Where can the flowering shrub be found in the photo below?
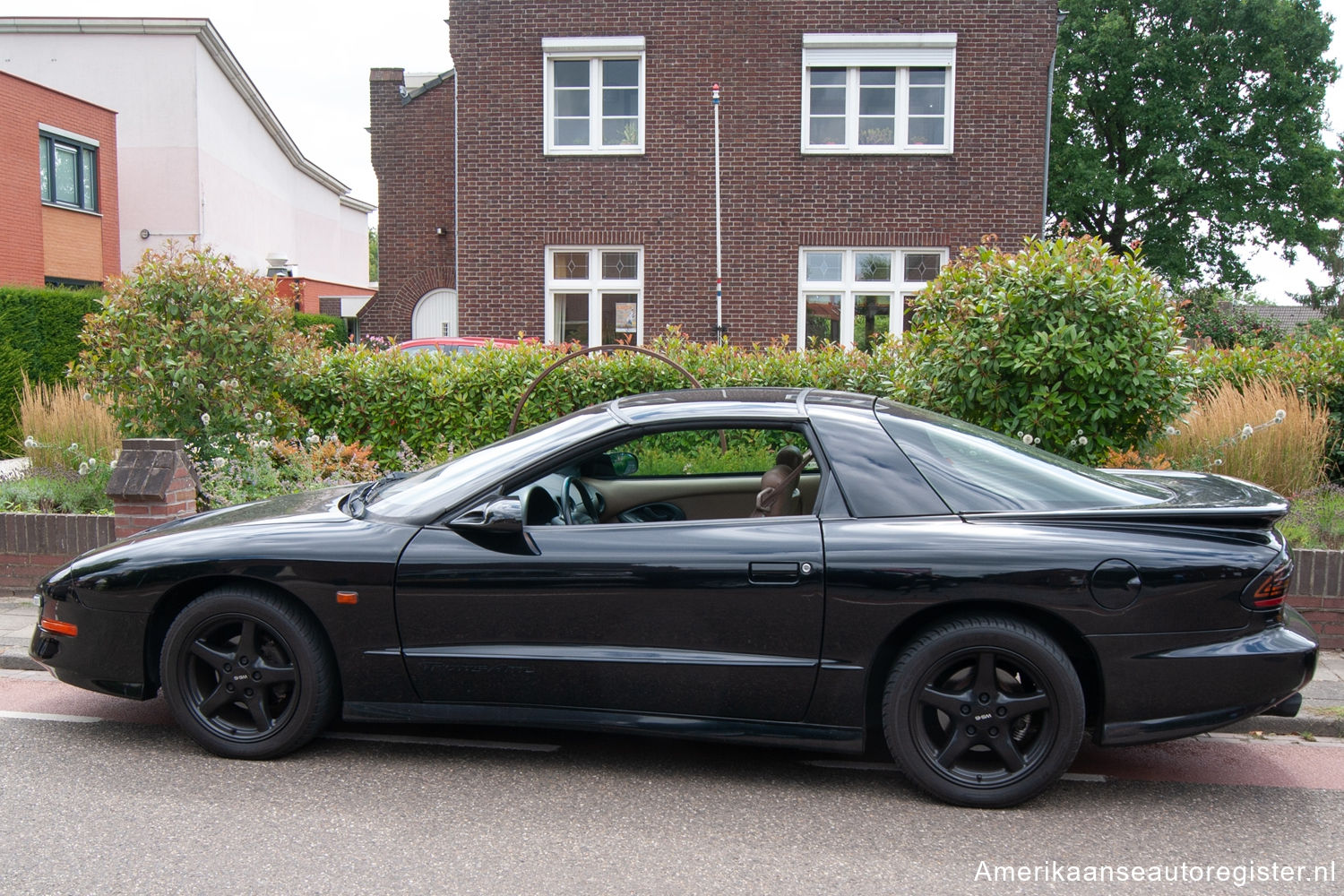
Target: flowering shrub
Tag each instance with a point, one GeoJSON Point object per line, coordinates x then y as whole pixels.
{"type": "Point", "coordinates": [73, 479]}
{"type": "Point", "coordinates": [430, 405]}
{"type": "Point", "coordinates": [190, 333]}
{"type": "Point", "coordinates": [254, 463]}
{"type": "Point", "coordinates": [1056, 338]}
──────
Produce the entries again, word for word, without any of their pictures.

Where can the flowering shrub be found in the photo below?
Target: flowering shrub
Tag each instance with a point, one GeoJSON Point object per line, coordinates x then y as whole pixels.
{"type": "Point", "coordinates": [73, 479]}
{"type": "Point", "coordinates": [430, 405]}
{"type": "Point", "coordinates": [190, 333]}
{"type": "Point", "coordinates": [254, 463]}
{"type": "Point", "coordinates": [1056, 338]}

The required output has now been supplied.